(SELECTED PASSAGE):
#####
Heaps: Core Concepts, Implementations, and Practical Applications

A heap is a specialized complete binary tree that adheres to strict ordering rules, with two primary variants:

  • Max Heap: Every node’s value is greater than or equal to the values of its child nodes.
  • Min Heap: Every node’s value is less than or equal to the values of its child nodes.

As a type of complete binary tree, heaps exhibit key characteristics:

  • Nodes are filled level by level, with the bottom level populated from left to right.
  • The root node is called the "heap top," while the rightmost node in the bottom level is the "heap bottom."
  • For max heaps, the heap top holds the largest value; for min heaps, it holds the smallest.

Common Heap Operations

Many programming languages provide a priority queue—an abstract data structure where elements are dequeued based on priority. Since heaps are the standard implementation for priority queues (max heap for descending priority, min heap for ascending), the two terms are often used interchangeably in practice.

Core heap operations and their time complexities are:

  • push(val): Add an element to the heap (O(log n))
  • pop(): Remove and return the heap top element (O(log n))
  • peek(): Access the heap top element without removal (O(1))
  • get_size(): Return the number of elements in the heap (O(1))
  • is_empty(): Check if the heap is empty (O(1))
#####
(RECORDS SUPPLIED):

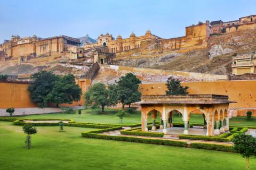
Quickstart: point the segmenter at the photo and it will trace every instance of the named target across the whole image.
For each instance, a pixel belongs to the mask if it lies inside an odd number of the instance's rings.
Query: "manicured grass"
[[[100,110],[86,109],[83,110],[81,117],[78,114],[51,114],[44,115],[29,115],[20,117],[30,118],[65,118],[73,119],[78,122],[103,123],[119,124],[119,117],[115,114],[117,113],[117,109],[106,109],[106,113],[102,114]],[[149,121],[150,122],[151,116]],[[159,116],[156,120],[160,122]],[[132,114],[126,115],[123,119],[124,124],[140,123],[141,122],[140,111],[134,111]],[[183,123],[181,114],[174,114],[174,123]],[[191,124],[203,124],[204,120],[201,114],[190,114],[189,123]],[[232,125],[255,126],[256,128],[256,117],[253,117],[251,120],[247,120],[246,117],[233,117],[229,120],[229,124]]]
[[[85,109],[82,110],[81,116],[77,113],[75,114],[50,114],[43,115],[28,115],[20,117],[29,118],[64,118],[73,119],[77,122],[90,122],[101,123],[119,124],[119,117],[116,114],[118,112],[117,109],[106,109],[106,113],[102,114],[101,110]],[[141,122],[140,111],[134,111],[132,114],[125,115],[123,118],[123,124],[130,124],[140,123]]]
[[[81,137],[89,129],[37,126],[25,148],[22,127],[0,122],[0,165],[5,169],[243,169],[239,155]],[[250,161],[256,168],[255,159]]]

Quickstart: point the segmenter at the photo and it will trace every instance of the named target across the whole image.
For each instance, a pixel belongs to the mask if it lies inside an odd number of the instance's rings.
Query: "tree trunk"
[[[246,162],[246,170],[250,169],[250,165],[249,165],[249,157],[245,157],[245,162]]]

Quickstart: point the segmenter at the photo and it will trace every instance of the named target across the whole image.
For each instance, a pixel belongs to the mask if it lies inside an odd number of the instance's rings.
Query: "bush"
[[[137,137],[130,137],[124,136],[114,136],[105,134],[100,134],[92,133],[93,131],[82,133],[83,137],[97,138],[107,140],[117,140],[121,141],[126,141],[132,142],[139,142],[143,143],[162,144],[166,146],[172,146],[180,147],[186,147],[187,143],[184,142],[174,141],[162,139],[153,139],[149,138],[141,138]]]
[[[251,111],[247,111],[246,112],[246,115],[247,115],[247,120],[251,120],[252,119],[252,112]]]
[[[214,150],[223,151],[225,152],[234,152],[235,151],[231,146],[228,146],[220,144],[192,143],[190,144],[191,148],[196,148],[207,150]]]
[[[189,134],[180,134],[179,139],[191,139],[197,140],[206,140],[210,141],[229,142],[230,140],[224,138],[220,138],[219,137],[209,137],[203,135],[189,135]]]
[[[123,130],[121,131],[122,134],[134,135],[137,136],[152,137],[163,137],[164,133],[162,132],[142,132],[135,131],[140,130],[141,128],[136,128],[135,129]]]
[[[126,110],[127,113],[128,113],[129,114],[132,114],[133,112],[133,110],[134,110],[132,108],[131,108],[131,107],[128,108]]]

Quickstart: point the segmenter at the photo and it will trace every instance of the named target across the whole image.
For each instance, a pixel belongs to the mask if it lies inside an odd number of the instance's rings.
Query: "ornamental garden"
[[[41,100],[41,84],[30,88],[39,106],[78,99],[71,75],[55,80]],[[130,74],[115,85],[92,86],[84,108],[22,116],[9,108],[10,116],[0,117],[1,169],[255,168],[255,118],[230,119],[228,96],[191,95],[169,81],[166,95],[141,96],[140,81]],[[60,99],[68,82],[73,98]]]

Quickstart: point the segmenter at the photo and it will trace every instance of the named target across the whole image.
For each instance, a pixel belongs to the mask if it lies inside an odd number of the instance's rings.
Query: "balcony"
[[[253,62],[249,62],[243,63],[232,64],[231,67],[241,67],[241,66],[253,66],[254,65]]]

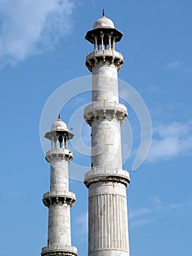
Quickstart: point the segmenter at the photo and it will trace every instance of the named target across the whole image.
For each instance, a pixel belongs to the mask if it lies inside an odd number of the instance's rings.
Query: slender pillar
[[[70,207],[75,203],[75,194],[69,192],[68,164],[73,154],[67,148],[67,140],[74,135],[60,119],[53,123],[51,132],[45,137],[51,141],[51,150],[46,153],[50,164],[50,191],[43,195],[43,203],[49,208],[47,245],[42,256],[77,256],[77,249],[71,244]]]
[[[88,255],[128,256],[126,187],[129,174],[122,169],[120,125],[127,117],[126,108],[119,103],[118,71],[123,56],[115,50],[115,42],[123,34],[113,22],[103,15],[85,39],[109,45],[109,49],[88,55],[85,64],[92,72],[92,101],[84,110],[91,127],[91,170],[84,183],[89,189]],[[112,49],[109,34],[112,34]],[[99,37],[98,37],[98,39]],[[102,47],[103,49],[103,47]]]

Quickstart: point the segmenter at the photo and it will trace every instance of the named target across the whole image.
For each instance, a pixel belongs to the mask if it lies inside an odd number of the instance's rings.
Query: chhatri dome
[[[58,120],[55,121],[51,127],[51,131],[67,131],[67,126],[65,122],[64,122],[61,118],[60,118],[60,115],[58,115]]]
[[[103,16],[99,18],[95,23],[93,26],[93,29],[115,29],[115,26],[112,20],[106,18],[104,16],[104,12],[103,12]]]

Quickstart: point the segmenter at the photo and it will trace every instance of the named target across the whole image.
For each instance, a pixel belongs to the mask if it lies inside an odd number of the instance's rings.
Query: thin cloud
[[[192,152],[191,123],[172,122],[153,129],[153,139],[147,158],[149,162],[169,159]]]
[[[156,92],[161,91],[161,89],[162,88],[161,86],[158,86],[154,83],[150,84],[147,87],[147,91],[149,92]]]
[[[73,9],[69,0],[0,0],[1,67],[53,48],[69,32]]]

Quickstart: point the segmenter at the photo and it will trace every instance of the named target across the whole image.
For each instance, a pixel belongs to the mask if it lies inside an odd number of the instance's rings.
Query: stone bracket
[[[64,192],[64,193],[57,193],[55,192],[48,192],[43,195],[43,203],[45,206],[49,207],[54,203],[58,203],[61,202],[62,204],[67,204],[72,207],[76,201],[75,194],[71,192]]]
[[[92,72],[93,67],[95,65],[98,65],[101,60],[104,63],[109,60],[110,64],[114,64],[118,71],[120,70],[124,63],[123,55],[116,50],[97,50],[87,56],[85,65],[89,71]]]
[[[104,100],[93,102],[85,107],[83,117],[86,122],[91,126],[94,117],[116,118],[121,124],[123,124],[128,116],[127,108],[123,104],[114,101]]]

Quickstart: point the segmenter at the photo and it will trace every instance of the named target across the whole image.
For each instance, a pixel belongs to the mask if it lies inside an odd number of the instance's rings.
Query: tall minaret
[[[51,132],[45,135],[51,140],[51,149],[46,153],[50,163],[50,187],[42,199],[49,208],[49,218],[47,246],[42,248],[42,256],[77,255],[77,249],[71,245],[70,207],[75,203],[75,194],[69,192],[68,172],[73,154],[67,148],[67,140],[73,136],[60,115]]]
[[[89,190],[89,256],[129,255],[126,187],[130,179],[122,170],[120,136],[128,113],[118,99],[118,71],[123,59],[115,50],[122,36],[104,13],[85,36],[94,46],[85,62],[92,72],[92,103],[84,110],[91,127],[91,170],[84,179]]]

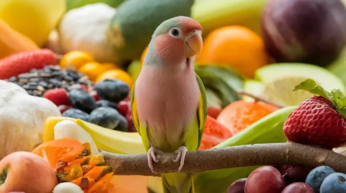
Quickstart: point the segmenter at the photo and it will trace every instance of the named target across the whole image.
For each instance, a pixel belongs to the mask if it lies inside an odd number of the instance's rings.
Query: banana
[[[282,132],[282,127],[289,114],[297,107],[292,106],[278,110],[214,148],[286,142],[287,138]],[[195,191],[196,193],[225,192],[232,182],[242,178],[248,177],[259,167],[244,167],[201,172],[198,174],[195,182]]]
[[[146,153],[142,139],[138,133],[123,132],[104,128],[98,125],[69,117],[49,117],[43,131],[43,142],[54,139],[54,126],[65,120],[76,122],[90,134],[97,148],[114,153]]]

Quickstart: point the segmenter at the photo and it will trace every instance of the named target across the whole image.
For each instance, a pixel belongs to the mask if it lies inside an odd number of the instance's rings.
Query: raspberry
[[[65,89],[54,89],[48,90],[43,97],[53,102],[56,105],[62,104],[70,105],[67,91]]]

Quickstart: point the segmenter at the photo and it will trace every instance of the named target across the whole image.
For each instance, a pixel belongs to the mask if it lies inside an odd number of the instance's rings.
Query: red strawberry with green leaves
[[[289,141],[332,149],[346,143],[346,96],[329,93],[311,79],[296,86],[317,96],[303,102],[288,116],[283,133]]]
[[[0,79],[30,71],[33,68],[40,69],[47,65],[57,63],[56,54],[49,49],[15,53],[0,60]]]

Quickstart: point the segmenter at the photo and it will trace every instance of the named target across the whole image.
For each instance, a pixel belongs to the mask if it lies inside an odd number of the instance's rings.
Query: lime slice
[[[295,86],[308,79],[314,80],[328,91],[335,89],[344,93],[346,91],[340,79],[327,69],[302,63],[273,64],[260,68],[255,73],[255,80],[245,82],[244,90],[283,106],[298,105],[313,96],[305,91],[292,91]]]

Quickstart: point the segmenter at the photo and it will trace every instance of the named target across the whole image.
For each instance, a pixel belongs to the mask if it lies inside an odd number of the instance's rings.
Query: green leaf
[[[335,107],[338,111],[346,119],[346,96],[340,89],[334,89],[331,92],[333,98],[335,101]]]
[[[293,91],[298,90],[304,90],[311,94],[323,96],[335,104],[334,100],[330,93],[321,87],[316,85],[316,82],[312,79],[307,79],[295,86]]]
[[[337,110],[346,119],[346,96],[340,89],[334,89],[330,93],[322,87],[316,85],[312,79],[307,79],[296,86],[293,91],[304,90],[310,93],[320,96],[329,100],[334,105]]]

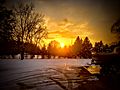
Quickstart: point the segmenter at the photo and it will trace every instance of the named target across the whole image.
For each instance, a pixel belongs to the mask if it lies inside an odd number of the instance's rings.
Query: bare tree
[[[44,25],[44,15],[36,13],[33,4],[18,4],[14,8],[15,29],[14,39],[21,43],[21,60],[24,59],[24,43],[40,43],[45,37],[46,27]]]
[[[118,19],[111,27],[111,32],[117,35],[117,38],[120,39],[120,19]]]

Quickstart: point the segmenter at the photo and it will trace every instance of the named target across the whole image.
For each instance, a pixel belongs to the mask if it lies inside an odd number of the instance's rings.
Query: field
[[[0,60],[0,89],[75,90],[99,79],[91,59]]]

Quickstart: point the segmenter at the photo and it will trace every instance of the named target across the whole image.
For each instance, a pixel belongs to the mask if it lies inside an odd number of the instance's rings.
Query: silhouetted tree
[[[111,32],[117,34],[120,39],[120,19],[118,19],[111,27]]]
[[[46,46],[44,45],[43,47],[42,47],[42,59],[44,59],[45,58],[45,55],[47,54],[47,50],[46,50]]]
[[[14,17],[12,10],[5,6],[5,0],[0,0],[0,55],[16,54],[16,42],[13,41],[12,31]]]
[[[0,1],[0,41],[12,40],[13,12],[5,7],[5,1]]]
[[[60,43],[55,40],[51,41],[47,48],[49,57],[54,56],[54,58],[55,58],[55,56],[58,56],[59,49],[60,49]]]
[[[82,39],[79,38],[79,36],[76,38],[74,45],[73,45],[73,52],[75,56],[81,57],[82,52]]]
[[[82,57],[91,58],[92,57],[91,49],[92,49],[92,44],[88,39],[88,37],[86,37],[82,44]]]
[[[46,35],[42,14],[34,12],[33,4],[20,3],[14,8],[15,28],[14,39],[21,42],[21,60],[24,59],[24,43],[38,43]],[[40,43],[40,42],[39,42]]]

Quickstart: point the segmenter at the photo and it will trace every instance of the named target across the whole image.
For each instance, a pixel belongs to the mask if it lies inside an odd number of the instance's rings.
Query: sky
#####
(CHALLENGE):
Name each core heap operation listed in the heaps text, along with the time complexity given for it.

(THE SOLUTION):
- push(val): O(log n)
- pop(): O(log n)
- peek(): O(1)
- get_size(): O(1)
- is_empty(): O(1)